**Provided information:**

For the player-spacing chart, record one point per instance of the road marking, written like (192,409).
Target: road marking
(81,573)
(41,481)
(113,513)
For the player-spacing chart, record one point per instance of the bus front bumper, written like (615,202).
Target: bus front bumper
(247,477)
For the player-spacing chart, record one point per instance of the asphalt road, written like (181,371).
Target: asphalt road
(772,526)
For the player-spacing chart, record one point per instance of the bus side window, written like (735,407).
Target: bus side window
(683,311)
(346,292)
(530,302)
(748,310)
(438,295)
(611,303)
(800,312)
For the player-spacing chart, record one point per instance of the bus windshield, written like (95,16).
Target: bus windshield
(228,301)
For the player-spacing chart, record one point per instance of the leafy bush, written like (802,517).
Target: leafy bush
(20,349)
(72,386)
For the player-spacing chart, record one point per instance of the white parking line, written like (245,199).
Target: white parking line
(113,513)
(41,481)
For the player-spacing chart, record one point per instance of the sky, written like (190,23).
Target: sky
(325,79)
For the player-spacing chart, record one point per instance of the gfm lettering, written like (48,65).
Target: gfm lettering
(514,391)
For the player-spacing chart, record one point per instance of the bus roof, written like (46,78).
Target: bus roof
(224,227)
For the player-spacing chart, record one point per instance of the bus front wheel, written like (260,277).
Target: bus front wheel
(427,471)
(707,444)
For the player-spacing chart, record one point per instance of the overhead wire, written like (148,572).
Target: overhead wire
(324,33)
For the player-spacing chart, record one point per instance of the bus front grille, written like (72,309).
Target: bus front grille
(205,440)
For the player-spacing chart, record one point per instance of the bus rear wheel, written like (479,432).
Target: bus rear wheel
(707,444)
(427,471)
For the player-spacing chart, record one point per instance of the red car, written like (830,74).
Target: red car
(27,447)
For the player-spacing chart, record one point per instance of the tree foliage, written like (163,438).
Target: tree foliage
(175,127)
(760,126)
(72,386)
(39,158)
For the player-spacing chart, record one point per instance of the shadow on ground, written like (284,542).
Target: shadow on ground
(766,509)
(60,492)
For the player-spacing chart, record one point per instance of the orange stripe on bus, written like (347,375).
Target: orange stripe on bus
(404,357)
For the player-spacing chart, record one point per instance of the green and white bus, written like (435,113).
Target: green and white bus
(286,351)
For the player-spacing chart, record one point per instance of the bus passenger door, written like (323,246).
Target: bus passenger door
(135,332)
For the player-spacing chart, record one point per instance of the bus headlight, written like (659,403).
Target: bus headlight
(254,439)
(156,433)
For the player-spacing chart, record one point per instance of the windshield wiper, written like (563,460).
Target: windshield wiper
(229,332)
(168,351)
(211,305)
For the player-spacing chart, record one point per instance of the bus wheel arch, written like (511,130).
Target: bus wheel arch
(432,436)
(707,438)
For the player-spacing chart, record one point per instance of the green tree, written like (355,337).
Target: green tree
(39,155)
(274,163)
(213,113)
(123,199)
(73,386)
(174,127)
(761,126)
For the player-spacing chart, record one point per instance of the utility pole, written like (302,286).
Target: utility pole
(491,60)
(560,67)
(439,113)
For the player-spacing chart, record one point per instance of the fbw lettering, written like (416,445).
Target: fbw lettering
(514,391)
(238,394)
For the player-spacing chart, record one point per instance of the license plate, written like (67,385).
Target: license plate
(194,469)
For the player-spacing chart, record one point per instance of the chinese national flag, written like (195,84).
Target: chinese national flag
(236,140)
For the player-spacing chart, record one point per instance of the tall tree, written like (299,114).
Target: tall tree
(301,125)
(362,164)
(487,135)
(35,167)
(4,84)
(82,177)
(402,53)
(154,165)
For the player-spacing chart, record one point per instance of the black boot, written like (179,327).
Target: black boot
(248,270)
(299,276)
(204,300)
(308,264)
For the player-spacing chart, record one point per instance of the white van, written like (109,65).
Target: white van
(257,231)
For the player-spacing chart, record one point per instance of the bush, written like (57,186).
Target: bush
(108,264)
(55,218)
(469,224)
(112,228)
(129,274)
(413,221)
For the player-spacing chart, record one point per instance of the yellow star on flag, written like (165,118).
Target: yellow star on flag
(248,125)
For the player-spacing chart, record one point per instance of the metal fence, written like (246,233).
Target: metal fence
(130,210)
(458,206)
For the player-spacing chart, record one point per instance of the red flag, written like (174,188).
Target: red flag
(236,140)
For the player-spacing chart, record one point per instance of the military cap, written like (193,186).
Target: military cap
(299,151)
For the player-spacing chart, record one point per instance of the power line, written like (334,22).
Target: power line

**Task description:**
From the records above, copy every line that includes the word "power".

**Response:**
For the player-spacing chart, record one point per instance of the power line, written like (334,22).
Target: power line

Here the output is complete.